**PROBLEM STATEMENT**.
Repeat every record exactly as written.

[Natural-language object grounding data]
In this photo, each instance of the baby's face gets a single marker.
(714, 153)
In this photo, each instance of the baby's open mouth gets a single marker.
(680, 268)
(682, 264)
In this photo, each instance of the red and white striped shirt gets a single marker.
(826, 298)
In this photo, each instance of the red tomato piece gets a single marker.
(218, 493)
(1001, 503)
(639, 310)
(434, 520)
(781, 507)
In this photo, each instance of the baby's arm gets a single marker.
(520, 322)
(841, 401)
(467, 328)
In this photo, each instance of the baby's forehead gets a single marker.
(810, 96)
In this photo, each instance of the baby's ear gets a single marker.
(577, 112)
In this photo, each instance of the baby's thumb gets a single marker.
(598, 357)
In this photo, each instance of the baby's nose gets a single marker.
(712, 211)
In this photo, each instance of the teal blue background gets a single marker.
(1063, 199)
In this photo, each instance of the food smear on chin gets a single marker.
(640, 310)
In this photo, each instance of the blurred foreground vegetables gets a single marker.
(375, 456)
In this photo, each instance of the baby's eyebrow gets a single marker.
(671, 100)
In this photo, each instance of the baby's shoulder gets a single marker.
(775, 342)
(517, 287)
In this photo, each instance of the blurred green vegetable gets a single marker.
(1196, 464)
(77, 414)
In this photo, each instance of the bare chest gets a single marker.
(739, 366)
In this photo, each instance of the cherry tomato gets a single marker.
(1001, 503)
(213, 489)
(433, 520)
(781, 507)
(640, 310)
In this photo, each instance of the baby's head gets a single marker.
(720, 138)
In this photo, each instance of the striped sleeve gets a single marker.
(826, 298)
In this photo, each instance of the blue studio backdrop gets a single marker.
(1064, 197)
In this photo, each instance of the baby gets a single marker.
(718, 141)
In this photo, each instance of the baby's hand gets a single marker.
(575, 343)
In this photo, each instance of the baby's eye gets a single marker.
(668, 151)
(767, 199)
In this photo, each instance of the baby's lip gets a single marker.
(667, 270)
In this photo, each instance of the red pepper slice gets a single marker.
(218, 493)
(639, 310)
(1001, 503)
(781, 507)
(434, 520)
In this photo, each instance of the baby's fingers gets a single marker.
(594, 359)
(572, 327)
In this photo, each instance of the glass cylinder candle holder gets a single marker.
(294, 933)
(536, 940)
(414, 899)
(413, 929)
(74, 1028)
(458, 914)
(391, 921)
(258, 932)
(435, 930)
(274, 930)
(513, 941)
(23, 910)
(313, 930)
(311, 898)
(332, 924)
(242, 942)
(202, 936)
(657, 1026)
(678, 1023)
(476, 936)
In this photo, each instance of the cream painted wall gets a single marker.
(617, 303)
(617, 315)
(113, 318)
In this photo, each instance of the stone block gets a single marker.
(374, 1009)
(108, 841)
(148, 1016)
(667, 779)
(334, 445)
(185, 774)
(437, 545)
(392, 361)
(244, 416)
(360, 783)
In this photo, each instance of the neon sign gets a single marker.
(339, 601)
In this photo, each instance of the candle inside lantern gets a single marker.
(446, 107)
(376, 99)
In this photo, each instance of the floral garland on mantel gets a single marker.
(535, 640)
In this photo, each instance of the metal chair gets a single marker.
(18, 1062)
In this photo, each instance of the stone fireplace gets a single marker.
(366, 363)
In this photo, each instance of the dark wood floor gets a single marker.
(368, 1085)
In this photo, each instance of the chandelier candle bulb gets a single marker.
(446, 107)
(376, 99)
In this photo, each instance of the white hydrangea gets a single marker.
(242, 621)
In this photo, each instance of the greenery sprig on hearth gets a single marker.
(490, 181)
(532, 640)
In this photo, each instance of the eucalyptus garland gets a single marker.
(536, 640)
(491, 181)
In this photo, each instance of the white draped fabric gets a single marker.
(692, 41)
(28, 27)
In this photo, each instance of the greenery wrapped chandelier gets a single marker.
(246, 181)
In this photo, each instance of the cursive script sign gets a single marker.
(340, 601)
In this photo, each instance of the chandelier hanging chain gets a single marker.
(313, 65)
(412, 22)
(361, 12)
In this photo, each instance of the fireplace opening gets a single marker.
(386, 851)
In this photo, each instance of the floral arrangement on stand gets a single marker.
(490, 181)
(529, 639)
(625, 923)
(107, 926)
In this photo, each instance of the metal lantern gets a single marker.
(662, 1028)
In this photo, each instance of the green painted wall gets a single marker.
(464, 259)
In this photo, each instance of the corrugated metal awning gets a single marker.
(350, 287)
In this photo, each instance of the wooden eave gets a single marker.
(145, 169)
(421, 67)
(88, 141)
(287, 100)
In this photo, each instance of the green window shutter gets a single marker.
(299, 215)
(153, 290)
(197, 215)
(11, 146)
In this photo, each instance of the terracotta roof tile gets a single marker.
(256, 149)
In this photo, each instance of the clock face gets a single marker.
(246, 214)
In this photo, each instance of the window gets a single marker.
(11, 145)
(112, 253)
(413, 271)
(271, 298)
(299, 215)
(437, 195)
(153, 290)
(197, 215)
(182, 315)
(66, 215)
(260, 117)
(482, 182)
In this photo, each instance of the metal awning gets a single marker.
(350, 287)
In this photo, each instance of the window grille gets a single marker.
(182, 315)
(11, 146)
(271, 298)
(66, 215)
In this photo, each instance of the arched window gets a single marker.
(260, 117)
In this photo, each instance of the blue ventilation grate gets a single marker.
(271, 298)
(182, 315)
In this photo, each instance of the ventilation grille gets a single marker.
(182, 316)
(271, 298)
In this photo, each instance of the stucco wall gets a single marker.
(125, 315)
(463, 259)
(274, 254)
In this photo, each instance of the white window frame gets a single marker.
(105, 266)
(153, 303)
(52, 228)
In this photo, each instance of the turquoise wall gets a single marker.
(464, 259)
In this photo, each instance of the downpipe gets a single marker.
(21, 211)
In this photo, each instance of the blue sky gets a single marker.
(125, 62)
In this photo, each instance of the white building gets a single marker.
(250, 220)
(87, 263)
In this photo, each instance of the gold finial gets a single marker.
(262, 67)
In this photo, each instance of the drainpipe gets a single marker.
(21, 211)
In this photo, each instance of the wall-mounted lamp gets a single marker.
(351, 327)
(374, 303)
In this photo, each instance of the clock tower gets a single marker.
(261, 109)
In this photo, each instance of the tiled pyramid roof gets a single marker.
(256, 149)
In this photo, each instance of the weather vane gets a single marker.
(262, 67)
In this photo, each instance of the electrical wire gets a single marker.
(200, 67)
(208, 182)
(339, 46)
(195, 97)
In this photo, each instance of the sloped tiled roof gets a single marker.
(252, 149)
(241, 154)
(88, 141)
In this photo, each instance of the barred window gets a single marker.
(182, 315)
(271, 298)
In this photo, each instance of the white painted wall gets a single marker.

**EXPECTED ANSWER**.
In this photo, each instance of the baby's face gets a single marker.
(714, 153)
In this photo, each instance of the baby's open mouth gets a single marker.
(680, 268)
(682, 264)
In this photo, each instance of the red and white striped shirt gets a single marker.
(826, 298)
In this photo, each instance of the red tomato piece gets a single marker.
(218, 493)
(1001, 503)
(639, 310)
(434, 520)
(781, 507)
In this photo, each instance of the baby's arm gets a single marker.
(520, 322)
(841, 401)
(467, 328)
In this photo, each instance of the baby's forehead gets a single marker.
(810, 96)
In this photo, each instance of the baby's ear gets a single marker.
(577, 112)
In this photo, each instance of the baby's thumb gets a single marker.
(598, 357)
In this photo, each instance of the baby's nose gets a single marker.
(712, 211)
In this photo, each instance of the teal blue background gets a single marker.
(1063, 199)
In this photo, each instance of the food smear on chin gets a single marker.
(640, 310)
In this photo, each instance of the blurred foreground vegetables gets a single marker.
(375, 456)
In this photo, each instance of the baby's eyebrow gets a single marker.
(671, 100)
In this photo, each instance of the baby's shoulder gets a single marker.
(775, 342)
(517, 287)
In this photo, each instance of the blurred green vegetable gets a single marker.
(1196, 464)
(77, 414)
In this photo, each instance of the bare chest gets a single marker.
(739, 366)
In this photo, each instance of the cherry tomato gets a single marker.
(1001, 503)
(213, 489)
(433, 520)
(781, 507)
(640, 310)
In this photo, each instance of the baby's head gets a single marker.
(720, 138)
In this photo, each instance of the striped sleeve gets a single marker.
(826, 298)
In this photo, each instance of the blue studio backdrop gets a single marker.
(1064, 197)
In this photo, each instance of the baby gets a single marker.
(718, 141)
In this photo, each instance of the baby's hand gets a single marker.
(575, 343)
In this photo, each instance of the baby's eye gets a single marker.
(668, 151)
(767, 199)
In this photo, each instance of the baby's lip gets a single marker.
(667, 270)
In this photo, each instance of the red pepper slice gets a single marker.
(218, 493)
(639, 310)
(1001, 503)
(781, 507)
(434, 520)
In this photo, each instance of the baby's fingers gets a single marker.
(594, 359)
(572, 327)
In this photo, each instance of the glass cylinder candle holder gets a single marker.
(294, 933)
(536, 940)
(414, 899)
(413, 929)
(74, 1028)
(458, 914)
(391, 921)
(258, 932)
(435, 930)
(274, 930)
(513, 941)
(23, 910)
(313, 930)
(311, 898)
(332, 924)
(242, 942)
(202, 936)
(657, 1026)
(678, 1023)
(476, 936)
In this photo, each instance of the cream painted wall gets a single marker.
(617, 303)
(617, 315)
(113, 318)
In this photo, each instance of the stone block gets a single marker.
(374, 1009)
(108, 841)
(148, 1016)
(667, 779)
(334, 445)
(185, 774)
(437, 545)
(392, 361)
(244, 416)
(360, 783)
In this photo, each instance of the neon sign gets a single marker.
(339, 601)
In this photo, each instance of the candle inside lantern gets a single marker.
(446, 107)
(376, 99)
In this photo, each instance of the floral garland on mantel gets a single marker.
(535, 640)
In this photo, each instance of the metal chair gets a single marker.
(18, 1062)
In this photo, each instance of the stone fireplace gets a single marker.
(366, 363)
In this photo, each instance of the dark wood floor gets a single marker.
(368, 1085)
In this photo, each instance of the chandelier candle bulb gets a single marker.
(446, 107)
(376, 99)
In this photo, each instance of the white hydrangea gets a single marker.
(242, 621)
In this photo, each instance of the greenery sprig on hearth gets a single marker.
(490, 181)
(532, 640)
In this photo, each instance of the eucalyptus garland gets a single marker.
(536, 640)
(491, 181)
In this photo, each instance of the white draped fabric gets a single marker.
(692, 41)
(28, 27)
In this photo, each instance of the greenery wrapped chandelier gets a single marker.
(246, 181)
In this photo, each instance of the cursive script sign gets a single marker.
(340, 601)
In this photo, each instance of the chandelier hanging chain gets a single marker.
(313, 65)
(412, 22)
(361, 12)
In this photo, each instance of the fireplace opening gets a single marker.
(386, 851)
In this photo, each instance of the floral arrangement on stand gets a single marker.
(490, 181)
(529, 639)
(625, 923)
(107, 926)
In this photo, each instance of the metal lantern gets a single marker.
(662, 1028)
In this photo, each instance of the green painted wall gets a single marker.
(464, 259)
In this photo, each instance of the corrugated metal awning gets a single marker.
(350, 287)
In this photo, each instance of the wooden eave gets a single marker.
(145, 169)
(421, 67)
(88, 141)
(287, 100)
In this photo, each instance of the green window shutter gets a single marker.
(299, 215)
(153, 290)
(197, 215)
(11, 146)
In this photo, each instance of the terracotta roof tile gets a single marker.
(256, 149)
In this photo, each instance of the clock face gets a single marker.
(246, 214)
In this photo, each instance of the window gets a single marker.
(11, 145)
(112, 253)
(413, 271)
(271, 298)
(299, 215)
(437, 195)
(153, 290)
(197, 215)
(182, 315)
(66, 215)
(260, 117)
(482, 182)
In this photo, each instance of the metal awning gets a single marker.
(350, 287)
In this photo, each instance of the window grille gets a single marker.
(182, 315)
(11, 146)
(271, 298)
(66, 215)
In this photo, each instance of the arched window gets a single marker.
(260, 117)
In this photo, each instance of the blue ventilation grate gets a single marker.
(271, 298)
(182, 315)
In this photo, each instance of the ventilation grille gets a single marker.
(182, 316)
(271, 298)
In this photo, each instance of the stucco wall gets a single marker.
(125, 315)
(463, 259)
(274, 254)
In this photo, each instance of the white window frame gets a single marker.
(105, 266)
(153, 303)
(52, 228)
In this photo, each instance of the turquoise wall gets a single marker.
(464, 259)
In this photo, each instance of the downpipe gets a single marker.
(21, 211)
In this photo, each instance of the blue sky gets a single marker.
(125, 62)
In this photo, each instance of the white building gets a single marker.
(250, 220)
(87, 263)
In this photo, each instance of the gold finial gets a single marker.
(262, 67)
In this photo, each instance of the drainpipe gets a single marker.
(21, 211)
In this photo, each instance of the wall-mounted lamp gets a single marker.
(351, 327)
(374, 303)
In this photo, each instance of the clock tower gets a single marker.
(261, 109)
In this photo, each instance of the tiled pyramid roof gets a single marker.
(256, 149)
In this photo, each instance of the weather vane gets a single marker.
(262, 67)
In this photo, each instance of the electrical wire gets a single marker.
(200, 67)
(208, 182)
(339, 46)
(195, 97)
In this photo, each instance of the sloped tiled roof gets a single marker.
(252, 149)
(241, 154)
(88, 141)
In this photo, each instance of the barred window gets a single marker.
(182, 315)
(271, 298)
In this photo, each instance of the white painted wall gets a single marker.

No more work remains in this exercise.